__Your goal__
Only the closing portion of the entries is to be reproduced: the line containing "negative clicks: (37, 30) (49, 42)" through the very last line, exactly as written.

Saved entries
____________________
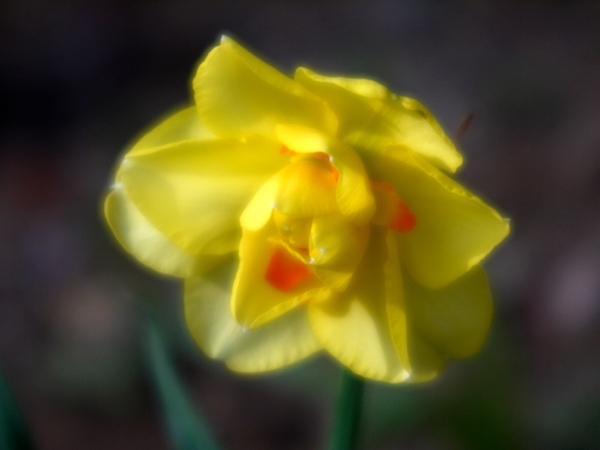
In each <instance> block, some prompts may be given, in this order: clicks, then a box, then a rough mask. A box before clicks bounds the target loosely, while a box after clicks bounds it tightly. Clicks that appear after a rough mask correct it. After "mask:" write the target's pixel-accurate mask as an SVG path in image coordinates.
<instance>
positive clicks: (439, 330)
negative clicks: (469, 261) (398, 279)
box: [405, 266, 493, 358]
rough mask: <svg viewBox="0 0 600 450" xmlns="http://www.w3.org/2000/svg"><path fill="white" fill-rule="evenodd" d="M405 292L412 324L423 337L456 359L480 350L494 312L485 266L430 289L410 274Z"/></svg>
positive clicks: (437, 348) (447, 353)
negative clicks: (488, 285)
mask: <svg viewBox="0 0 600 450" xmlns="http://www.w3.org/2000/svg"><path fill="white" fill-rule="evenodd" d="M405 293H406V305H407V310H408V315H409V317H410V320H411V323H412V324H413V325H414V328H415V331H416V333H418V334H419V335H420V336H422V337H423V339H425V340H427V341H428V342H430V343H431V344H433V345H434V346H435V347H436V348H437V349H438V350H440V351H441V352H442V353H444V354H447V355H449V356H452V357H454V358H466V357H469V356H472V355H474V354H475V353H477V352H478V351H479V350H480V348H481V346H482V345H483V343H484V341H485V338H486V336H487V333H488V330H489V328H490V324H491V320H492V312H493V304H492V296H491V294H490V289H489V287H488V283H487V280H486V277H485V273H484V272H483V270H482V269H481V267H479V266H476V267H474V268H473V269H471V270H470V271H469V272H468V273H466V274H465V275H463V276H462V277H460V278H459V279H458V280H456V281H454V282H452V283H451V284H449V285H448V286H445V287H443V288H441V289H426V288H424V287H422V286H419V285H418V284H417V283H415V282H414V281H412V280H411V279H410V278H409V277H406V278H405Z"/></svg>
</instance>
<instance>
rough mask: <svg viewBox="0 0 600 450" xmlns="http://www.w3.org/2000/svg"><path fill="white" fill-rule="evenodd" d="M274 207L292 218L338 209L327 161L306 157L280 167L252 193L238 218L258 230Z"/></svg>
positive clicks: (251, 226) (250, 226) (331, 177)
mask: <svg viewBox="0 0 600 450" xmlns="http://www.w3.org/2000/svg"><path fill="white" fill-rule="evenodd" d="M273 209H276V210H277V211H279V212H280V213H281V214H284V215H287V216H292V217H294V218H307V217H314V216H321V215H325V214H330V213H333V212H336V211H338V205H337V200H336V181H335V177H334V174H333V172H332V170H331V168H330V167H329V163H327V162H325V161H323V160H321V159H318V158H305V159H303V160H300V161H297V162H292V163H291V164H289V165H288V166H287V167H285V168H283V169H282V170H280V171H279V172H278V173H277V174H275V175H274V176H273V177H271V178H270V179H269V180H268V181H267V182H266V183H265V184H263V185H262V186H261V188H260V189H259V190H258V192H257V193H256V194H255V195H254V197H253V198H252V200H251V201H250V203H249V204H248V206H247V207H246V209H245V210H244V212H243V214H242V217H241V219H240V222H241V224H242V227H243V228H245V229H248V230H254V231H256V230H259V229H260V228H262V227H263V226H264V225H265V223H266V222H267V221H268V220H269V218H270V217H271V212H272V211H273Z"/></svg>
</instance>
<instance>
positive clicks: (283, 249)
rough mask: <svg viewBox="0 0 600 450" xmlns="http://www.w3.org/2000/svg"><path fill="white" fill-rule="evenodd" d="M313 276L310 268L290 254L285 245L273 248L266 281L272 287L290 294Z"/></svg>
mask: <svg viewBox="0 0 600 450" xmlns="http://www.w3.org/2000/svg"><path fill="white" fill-rule="evenodd" d="M311 274H312V271H311V270H310V268H309V266H308V265H306V264H304V263H303V262H302V261H300V260H299V259H298V258H296V257H295V256H294V255H292V254H290V252H289V251H288V250H287V249H286V248H285V247H284V246H283V245H277V244H274V245H273V246H272V247H271V259H270V261H269V266H268V267H267V272H266V273H265V279H266V280H267V281H268V282H269V283H270V284H271V286H273V287H274V288H276V289H279V290H280V291H283V292H289V291H291V290H292V289H293V288H294V287H295V286H296V285H297V284H298V283H300V282H301V281H303V280H305V279H306V278H308V277H309V276H310V275H311Z"/></svg>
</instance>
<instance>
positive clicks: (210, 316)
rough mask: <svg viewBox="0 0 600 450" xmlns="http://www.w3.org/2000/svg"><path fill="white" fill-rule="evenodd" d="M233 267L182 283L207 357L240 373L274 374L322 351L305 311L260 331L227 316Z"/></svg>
mask: <svg viewBox="0 0 600 450" xmlns="http://www.w3.org/2000/svg"><path fill="white" fill-rule="evenodd" d="M235 269H236V267H235V264H233V263H232V262H231V263H228V264H224V265H221V266H220V267H218V268H217V269H213V270H212V271H211V272H210V273H207V274H206V276H204V277H192V278H189V279H187V280H186V283H185V315H186V320H187V323H188V327H189V329H190V331H191V333H192V335H193V336H194V338H195V340H196V342H197V343H198V345H199V346H200V347H201V348H202V350H203V351H204V352H205V353H206V354H207V355H208V356H210V357H211V358H218V359H223V360H225V362H226V363H227V365H228V366H229V367H230V368H231V369H233V370H236V371H239V372H263V371H268V370H274V369H277V368H280V367H284V366H287V365H289V364H292V363H294V362H296V361H298V360H300V359H303V358H305V357H307V356H309V355H311V354H312V353H314V352H316V351H317V350H319V349H320V348H321V346H320V344H319V342H318V341H317V339H316V338H315V336H314V334H313V332H312V330H311V328H310V325H309V322H308V318H307V315H306V309H305V308H297V309H295V310H293V311H290V312H289V313H287V314H285V315H284V316H282V317H280V318H279V319H278V320H275V321H273V322H270V323H268V324H265V325H263V326H262V327H260V328H256V329H252V330H246V329H243V328H242V327H241V326H240V325H239V324H238V323H237V322H236V321H235V320H234V318H233V316H232V315H231V308H230V303H231V284H232V282H233V277H234V276H235V272H236V270H235Z"/></svg>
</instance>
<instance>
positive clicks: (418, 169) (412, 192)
mask: <svg viewBox="0 0 600 450" xmlns="http://www.w3.org/2000/svg"><path fill="white" fill-rule="evenodd" d="M374 173H375V175H376V176H377V177H378V178H380V179H381V180H387V181H389V182H391V183H392V185H393V186H394V189H395V190H396V192H397V194H398V195H399V196H400V198H401V199H402V201H403V202H405V203H406V204H407V205H408V207H409V208H410V210H411V211H412V212H413V213H414V215H415V217H416V226H415V228H414V229H413V230H411V231H410V232H408V233H401V234H399V237H398V242H399V245H400V258H401V260H402V263H403V264H404V266H405V267H406V269H407V270H408V272H409V273H410V275H411V276H412V277H413V278H414V279H415V281H417V283H419V284H421V285H423V286H425V287H428V288H438V287H441V286H444V285H446V284H448V283H450V282H452V281H454V280H455V279H456V278H458V277H460V276H461V275H462V274H464V273H465V272H467V271H468V270H469V269H471V268H472V267H473V266H475V265H476V264H478V263H479V262H480V261H481V260H482V259H483V258H484V257H485V256H486V255H487V254H488V253H489V252H490V251H491V250H492V249H493V248H494V247H495V246H496V245H498V244H499V243H500V242H501V241H502V240H503V239H504V238H505V237H506V236H507V234H508V232H509V228H510V227H509V223H508V221H507V220H506V219H503V218H502V217H501V216H500V215H499V214H498V213H497V212H496V211H494V210H493V209H492V208H490V207H489V206H487V205H486V204H485V203H484V202H483V201H481V200H480V199H479V198H477V197H475V196H474V195H473V194H471V193H470V192H468V191H467V190H465V189H464V188H463V187H462V186H460V185H459V184H457V183H456V182H454V181H453V180H452V179H450V178H448V177H447V176H446V175H444V174H443V173H441V172H440V171H438V170H437V169H435V168H434V167H433V166H431V165H430V164H428V163H427V162H425V161H423V160H422V159H420V158H418V157H417V156H416V155H414V154H413V153H411V152H410V151H408V150H406V149H402V148H395V149H391V150H389V152H388V153H387V154H386V157H385V158H382V159H381V160H380V162H379V164H378V165H377V167H376V170H374Z"/></svg>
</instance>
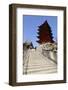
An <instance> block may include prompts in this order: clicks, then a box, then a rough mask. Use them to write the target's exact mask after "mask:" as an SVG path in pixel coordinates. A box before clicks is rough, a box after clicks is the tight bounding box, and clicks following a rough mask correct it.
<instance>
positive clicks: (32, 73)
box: [27, 67, 57, 74]
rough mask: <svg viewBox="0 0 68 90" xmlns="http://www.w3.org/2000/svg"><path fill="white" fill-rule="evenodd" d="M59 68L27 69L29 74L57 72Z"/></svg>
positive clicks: (52, 67)
mask: <svg viewBox="0 0 68 90" xmlns="http://www.w3.org/2000/svg"><path fill="white" fill-rule="evenodd" d="M56 72H57V70H56V68H55V67H52V68H51V69H50V68H44V69H43V68H42V69H41V68H40V69H36V70H35V69H34V70H27V73H28V74H46V73H56Z"/></svg>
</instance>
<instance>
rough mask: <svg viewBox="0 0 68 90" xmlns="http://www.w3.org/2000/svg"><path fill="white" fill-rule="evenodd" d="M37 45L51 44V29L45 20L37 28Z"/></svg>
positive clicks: (51, 42)
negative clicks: (37, 30) (49, 42)
mask: <svg viewBox="0 0 68 90" xmlns="http://www.w3.org/2000/svg"><path fill="white" fill-rule="evenodd" d="M38 27H39V28H38V32H37V34H38V36H37V38H38V41H37V42H38V43H39V44H43V43H47V42H51V43H53V42H54V41H53V36H52V31H51V27H50V25H49V24H48V22H47V20H46V21H45V22H44V23H43V24H42V25H40V26H38Z"/></svg>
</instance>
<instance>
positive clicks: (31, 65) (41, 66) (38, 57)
mask: <svg viewBox="0 0 68 90" xmlns="http://www.w3.org/2000/svg"><path fill="white" fill-rule="evenodd" d="M24 69H26V70H27V71H26V74H49V73H56V72H57V64H56V63H54V62H53V61H52V60H50V59H49V58H47V57H45V56H44V55H42V54H41V52H39V51H38V50H35V49H32V50H30V51H29V58H28V65H27V67H24Z"/></svg>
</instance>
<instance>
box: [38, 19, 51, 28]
mask: <svg viewBox="0 0 68 90" xmlns="http://www.w3.org/2000/svg"><path fill="white" fill-rule="evenodd" d="M45 25H47V26H48V27H49V28H50V26H49V24H48V22H47V20H46V21H45V22H44V23H43V24H42V25H40V26H38V27H39V28H42V27H44V26H45Z"/></svg>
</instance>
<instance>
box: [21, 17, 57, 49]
mask: <svg viewBox="0 0 68 90" xmlns="http://www.w3.org/2000/svg"><path fill="white" fill-rule="evenodd" d="M46 20H47V21H48V23H49V25H50V27H51V30H52V34H53V37H54V38H53V40H56V39H57V16H35V15H24V16H23V38H24V40H23V41H24V42H25V41H29V42H32V43H33V45H34V47H36V46H38V45H39V44H38V43H37V42H36V41H37V40H38V38H37V36H38V34H37V32H38V26H40V25H41V24H43V23H44V22H45V21H46Z"/></svg>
____________________
__Expected output__
negative clicks: (37, 30) (49, 42)
mask: <svg viewBox="0 0 68 90" xmlns="http://www.w3.org/2000/svg"><path fill="white" fill-rule="evenodd" d="M38 27H39V28H38V32H37V34H38V36H37V38H38V41H37V42H38V43H39V44H43V43H47V42H51V43H53V42H54V41H53V36H52V31H51V27H50V25H49V24H48V22H47V20H46V21H45V22H44V23H43V24H42V25H40V26H38Z"/></svg>
</instance>
<instance>
positive clicks: (31, 65) (41, 66) (38, 57)
mask: <svg viewBox="0 0 68 90" xmlns="http://www.w3.org/2000/svg"><path fill="white" fill-rule="evenodd" d="M24 69H26V70H27V71H26V74H49V73H56V72H57V64H56V63H54V62H53V61H52V60H50V59H49V58H47V57H45V56H44V55H42V54H41V52H39V51H38V50H35V49H32V50H30V51H29V58H28V65H27V67H24Z"/></svg>
</instance>
<instance>
box: [38, 19, 51, 28]
mask: <svg viewBox="0 0 68 90" xmlns="http://www.w3.org/2000/svg"><path fill="white" fill-rule="evenodd" d="M45 25H47V26H48V27H49V28H50V26H49V24H48V22H47V20H46V21H45V22H44V23H43V24H42V25H40V26H38V27H39V28H42V27H44V26H45Z"/></svg>
</instance>
<instance>
box: [21, 17, 57, 49]
mask: <svg viewBox="0 0 68 90" xmlns="http://www.w3.org/2000/svg"><path fill="white" fill-rule="evenodd" d="M46 20H47V21H48V23H49V25H50V27H51V30H52V34H53V37H54V38H53V40H56V39H57V16H35V15H24V16H23V38H24V40H23V41H24V42H25V41H29V42H32V43H33V45H34V47H36V46H38V45H39V44H38V43H37V42H36V41H37V40H38V38H37V36H38V34H37V32H38V26H40V25H41V24H43V23H44V22H45V21H46Z"/></svg>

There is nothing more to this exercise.